▶ [What to do] Format the items below as a two-column CSV with the header instruction,points, one row per item. Put its text and its answer in one quoted field each, with any line breaks replaced by spaces, and leave out the pictures.

Named object pointing items
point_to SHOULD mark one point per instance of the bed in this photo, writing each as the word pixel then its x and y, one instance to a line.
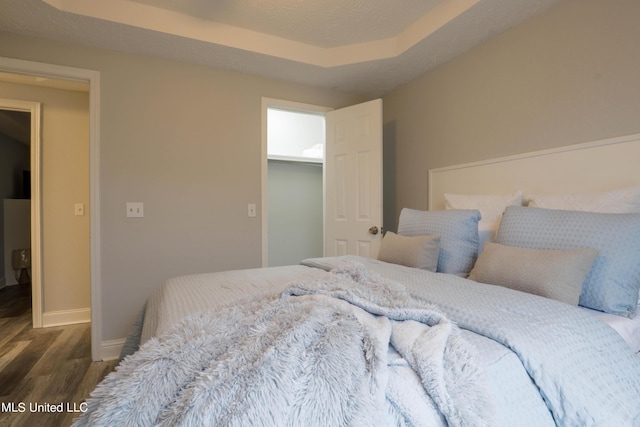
pixel 526 317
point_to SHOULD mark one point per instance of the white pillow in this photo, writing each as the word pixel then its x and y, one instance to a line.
pixel 491 207
pixel 626 200
pixel 411 251
pixel 556 274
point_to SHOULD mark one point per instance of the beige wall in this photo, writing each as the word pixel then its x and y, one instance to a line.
pixel 186 141
pixel 567 76
pixel 65 181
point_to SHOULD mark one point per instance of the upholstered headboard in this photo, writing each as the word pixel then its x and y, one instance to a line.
pixel 580 168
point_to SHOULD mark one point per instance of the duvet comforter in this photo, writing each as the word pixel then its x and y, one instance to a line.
pixel 361 342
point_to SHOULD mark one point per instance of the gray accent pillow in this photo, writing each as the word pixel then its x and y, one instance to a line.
pixel 556 274
pixel 458 231
pixel 614 280
pixel 418 252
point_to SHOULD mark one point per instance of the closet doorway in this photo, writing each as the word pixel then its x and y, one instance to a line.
pixel 295 137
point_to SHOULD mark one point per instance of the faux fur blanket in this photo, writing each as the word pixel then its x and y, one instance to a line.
pixel 349 349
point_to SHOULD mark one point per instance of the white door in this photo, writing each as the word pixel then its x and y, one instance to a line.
pixel 353 180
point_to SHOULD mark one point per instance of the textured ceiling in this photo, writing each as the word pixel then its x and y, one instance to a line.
pixel 367 47
pixel 327 23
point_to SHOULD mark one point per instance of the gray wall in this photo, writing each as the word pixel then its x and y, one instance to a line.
pixel 186 141
pixel 568 76
pixel 295 212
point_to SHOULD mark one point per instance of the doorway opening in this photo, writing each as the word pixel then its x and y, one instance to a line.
pixel 293 136
pixel 15 211
pixel 295 160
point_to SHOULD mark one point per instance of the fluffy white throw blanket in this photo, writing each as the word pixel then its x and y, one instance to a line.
pixel 349 349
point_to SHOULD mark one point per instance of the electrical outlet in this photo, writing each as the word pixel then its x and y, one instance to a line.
pixel 135 210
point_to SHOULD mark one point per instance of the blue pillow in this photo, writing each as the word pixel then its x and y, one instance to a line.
pixel 458 230
pixel 613 282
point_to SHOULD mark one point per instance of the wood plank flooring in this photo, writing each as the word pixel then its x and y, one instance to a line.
pixel 47 366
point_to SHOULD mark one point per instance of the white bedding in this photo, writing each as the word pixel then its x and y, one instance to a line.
pixel 510 384
pixel 629 329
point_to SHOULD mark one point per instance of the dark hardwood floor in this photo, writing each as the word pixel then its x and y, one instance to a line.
pixel 42 370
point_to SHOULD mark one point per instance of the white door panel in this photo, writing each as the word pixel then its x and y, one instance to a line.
pixel 353 180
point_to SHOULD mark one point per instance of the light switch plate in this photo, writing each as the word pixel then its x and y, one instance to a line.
pixel 135 209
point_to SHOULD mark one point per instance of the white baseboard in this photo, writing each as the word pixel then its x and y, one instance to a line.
pixel 66 317
pixel 110 350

▶ [Exercise answer]
instruction,points
"point_to SHOULD mark one point per instance of the bed in this photo, writing each as the word pixel then its x and y, one instance to a line.","pixel 526 317"
"point_to SHOULD mark one point per instance of the white pillow in this photo, writing each as the word pixel then its x and y, one instance to a line.","pixel 491 207 pixel 626 200 pixel 411 251 pixel 556 274"
"point_to SHOULD mark one point per instance of the beige wall in this photo, writing each as the word pixel then its x and y, one instance to a line.","pixel 186 141 pixel 567 76 pixel 65 181"
"point_to SHOULD mark one point per instance of the upholstered headboard in this photo, writing each as the word pixel then its x and y, one instance to a line.","pixel 580 168"
"point_to SHOULD mark one point per instance of the duvet comforter in this photo, writing each as the word pixel then its x and y, one instance to a line.","pixel 361 342"
"point_to SHOULD mark one point per instance of the gray accent pillow in this photo, writing each as the word pixel then its x and y, one instance to a line.","pixel 556 274 pixel 458 231 pixel 614 280 pixel 418 252"
"point_to SHOULD mark one point per instance of the closet doorway in this photo, writing each as the word pixel then its x and y, one instance to a line.","pixel 295 137"
"point_to SHOULD mark one point per instance of the faux fur blanket in this photo, writing each as the word pixel then its x and y, one instance to a line.","pixel 349 349"
"point_to SHOULD mark one point per instance of the white door in this photo, writing each as the word pixel then its x and y, one instance to a line.","pixel 353 180"
"point_to SHOULD mark one point per instance of the textured ceiling in this photo, writing each as the word pixel then its x and y, one instance to a line.","pixel 367 47 pixel 327 23"
"point_to SHOULD mark one point per instance of the gray wall in this photo, writing each as the word pixel then its x and y, one instance to a line.","pixel 186 141 pixel 568 76 pixel 295 212"
"point_to SHOULD mark one point per instance of the doorway opening in this photo, writing each as the word pixel then its x and y, one instance to a line.","pixel 293 136 pixel 15 211 pixel 295 160"
"point_to SHOULD mark one point per instance of the fluffy white throw blanket in this photo, writing each as the word pixel then its x and y, one instance to a line.","pixel 349 349"
"point_to SHOULD mark one point per instance of the electrical outlet in this photo, writing each as the word pixel then its x and y, one instance to a line.","pixel 135 210"
"point_to SHOULD mark one point per instance of the blue pillow in this photo, writing each as the word pixel then its x and y, one instance to a line.","pixel 458 230 pixel 613 282"
"point_to SHOULD mark one point per instance of the wood plank flooring in this photo, writing each as the word pixel then its x and y, one instance to a line.","pixel 47 366"
"point_to SHOULD mark one point per instance of the white bedding in this photo, writing each as the word pixel then its x and y, one instance to a line.","pixel 510 384 pixel 629 329"
"point_to SHOULD mark one point per instance of the dark hardwood floor in this photo, writing each as the word pixel then its x and y, one instance to a line.","pixel 42 370"
"point_to SHOULD mark one point per instance of the white door panel in this photo, writing each as the word pixel then its x and y, one instance to a line.","pixel 353 180"
"point_to SHOULD mark one point per instance of the light switch plate in this photo, writing each as the word pixel then its x and y, one instance to a line.","pixel 135 209"
"point_to SHOULD mark one point per instance of the white baseboard in this photo, writing each as the word pixel then its x and y, one instance to a line.","pixel 66 317 pixel 110 350"